Source data
========

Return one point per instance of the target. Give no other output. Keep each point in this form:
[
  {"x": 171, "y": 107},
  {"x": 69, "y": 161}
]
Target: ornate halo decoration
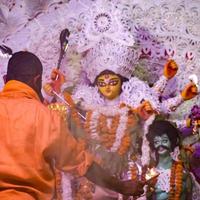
[{"x": 102, "y": 22}]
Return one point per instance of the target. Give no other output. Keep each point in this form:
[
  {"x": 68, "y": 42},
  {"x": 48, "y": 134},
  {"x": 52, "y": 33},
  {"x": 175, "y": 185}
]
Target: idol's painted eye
[
  {"x": 165, "y": 141},
  {"x": 101, "y": 84},
  {"x": 156, "y": 142},
  {"x": 113, "y": 82}
]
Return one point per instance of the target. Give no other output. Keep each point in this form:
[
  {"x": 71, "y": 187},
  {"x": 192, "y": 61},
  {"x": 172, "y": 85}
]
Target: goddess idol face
[
  {"x": 162, "y": 144},
  {"x": 109, "y": 85}
]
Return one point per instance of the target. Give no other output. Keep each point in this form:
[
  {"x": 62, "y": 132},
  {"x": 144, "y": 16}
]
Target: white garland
[
  {"x": 93, "y": 125},
  {"x": 120, "y": 132},
  {"x": 145, "y": 143}
]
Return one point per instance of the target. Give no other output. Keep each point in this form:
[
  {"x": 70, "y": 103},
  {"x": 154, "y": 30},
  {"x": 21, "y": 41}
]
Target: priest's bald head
[{"x": 26, "y": 67}]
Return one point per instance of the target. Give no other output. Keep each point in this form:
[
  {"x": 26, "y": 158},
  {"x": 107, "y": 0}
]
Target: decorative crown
[{"x": 109, "y": 55}]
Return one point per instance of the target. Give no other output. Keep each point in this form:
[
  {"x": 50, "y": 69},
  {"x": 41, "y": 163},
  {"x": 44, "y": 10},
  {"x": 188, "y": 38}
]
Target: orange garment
[{"x": 31, "y": 137}]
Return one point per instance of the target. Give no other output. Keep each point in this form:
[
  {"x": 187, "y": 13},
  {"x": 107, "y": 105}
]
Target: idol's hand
[
  {"x": 132, "y": 188},
  {"x": 189, "y": 92},
  {"x": 58, "y": 80},
  {"x": 170, "y": 69},
  {"x": 145, "y": 110}
]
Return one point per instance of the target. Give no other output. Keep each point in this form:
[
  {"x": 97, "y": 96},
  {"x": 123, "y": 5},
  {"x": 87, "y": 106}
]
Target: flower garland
[{"x": 110, "y": 129}]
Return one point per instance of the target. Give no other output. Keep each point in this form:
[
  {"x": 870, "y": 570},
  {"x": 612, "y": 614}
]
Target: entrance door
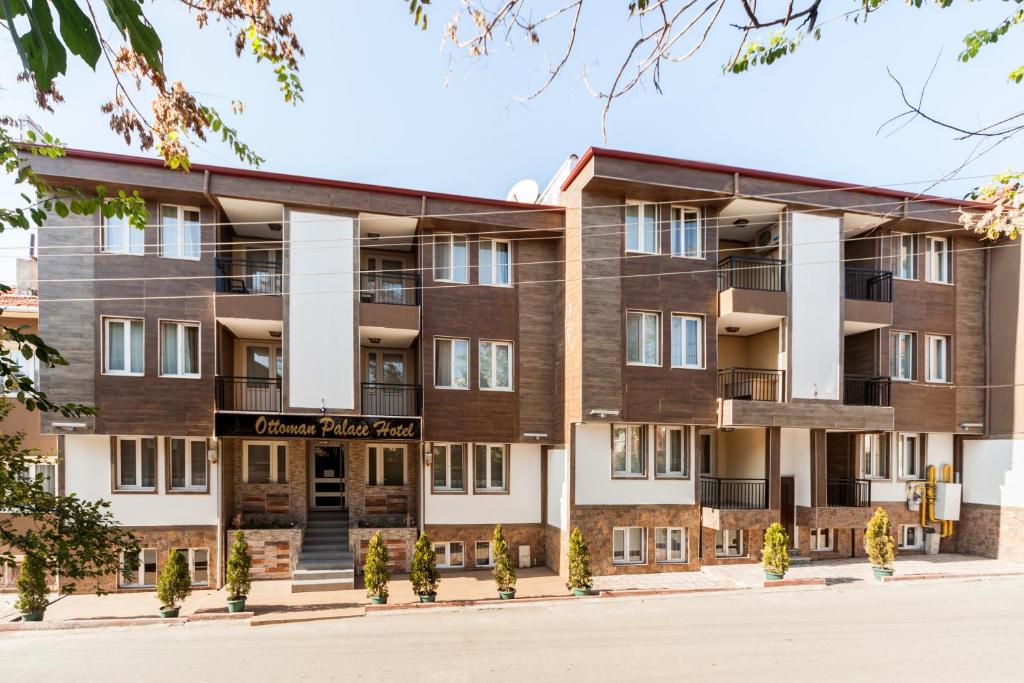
[{"x": 327, "y": 485}]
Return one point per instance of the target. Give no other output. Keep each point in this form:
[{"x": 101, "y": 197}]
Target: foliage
[
  {"x": 239, "y": 565},
  {"x": 775, "y": 553},
  {"x": 424, "y": 577},
  {"x": 504, "y": 568},
  {"x": 32, "y": 589},
  {"x": 174, "y": 584},
  {"x": 375, "y": 571},
  {"x": 580, "y": 577},
  {"x": 879, "y": 542}
]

========

What you should do: Pictures are to be left out; repeat all the remaining data exactly.

Finished exercise:
Return one point per instance of the target. Give no other output. Keep each point in this form:
[
  {"x": 171, "y": 107},
  {"x": 69, "y": 161}
]
Target: ornate halo decoration
[{"x": 102, "y": 22}]
Return one point per instance of the target. Give no other output. Keep each point in this form:
[
  {"x": 68, "y": 42},
  {"x": 48, "y": 134},
  {"x": 52, "y": 33},
  {"x": 175, "y": 185}
]
Target: idol's painted eye
[
  {"x": 165, "y": 141},
  {"x": 101, "y": 84},
  {"x": 156, "y": 142},
  {"x": 113, "y": 82}
]
Return one point per instance of the target. Give no other output. Keep each point in this form:
[
  {"x": 71, "y": 187},
  {"x": 192, "y": 61},
  {"x": 172, "y": 85}
]
Target: goddess idol face
[
  {"x": 162, "y": 144},
  {"x": 109, "y": 85}
]
Return one point per instance of the target. Give no other output. Keep each point in this form:
[
  {"x": 62, "y": 132},
  {"x": 144, "y": 16}
]
Target: white garland
[
  {"x": 93, "y": 125},
  {"x": 120, "y": 132},
  {"x": 145, "y": 143}
]
Return one point per instance of the target. Give no other output. Keep each point in this form:
[
  {"x": 70, "y": 103},
  {"x": 154, "y": 30},
  {"x": 21, "y": 41}
]
Target: priest's bald head
[{"x": 26, "y": 67}]
Return one point per instance of the target. Give no other output. Keep each point in this form:
[
  {"x": 26, "y": 158},
  {"x": 107, "y": 0}
]
Target: decorative crown
[{"x": 109, "y": 55}]
Return one point per instance of the target. Give no other output. Keep each point in this form:
[
  {"x": 50, "y": 69},
  {"x": 41, "y": 163},
  {"x": 44, "y": 10},
  {"x": 188, "y": 38}
]
Target: orange garment
[{"x": 31, "y": 137}]
Return one point per instance of the target. Give no other output. Keep each point in this form:
[
  {"x": 187, "y": 13},
  {"x": 107, "y": 105}
]
Target: idol's hand
[
  {"x": 132, "y": 188},
  {"x": 189, "y": 92},
  {"x": 58, "y": 80},
  {"x": 170, "y": 69},
  {"x": 145, "y": 110}
]
Return one point per instance of the target. Give no other output. Keep each point in this form:
[
  {"x": 97, "y": 96},
  {"x": 123, "y": 5},
  {"x": 87, "y": 106}
]
Target: flower garland
[{"x": 110, "y": 129}]
Return one point per instance of the target. Give no other output. Keep each point in this form:
[
  {"x": 870, "y": 570},
  {"x": 612, "y": 614}
]
Target: entrance door
[{"x": 327, "y": 485}]
Return one point per instance of the target. Give no other output. Keep each point in this form:
[{"x": 101, "y": 197}]
Target: foliage
[
  {"x": 239, "y": 565},
  {"x": 775, "y": 553},
  {"x": 424, "y": 577},
  {"x": 504, "y": 568},
  {"x": 32, "y": 589},
  {"x": 174, "y": 584},
  {"x": 375, "y": 571},
  {"x": 580, "y": 577},
  {"x": 879, "y": 542}
]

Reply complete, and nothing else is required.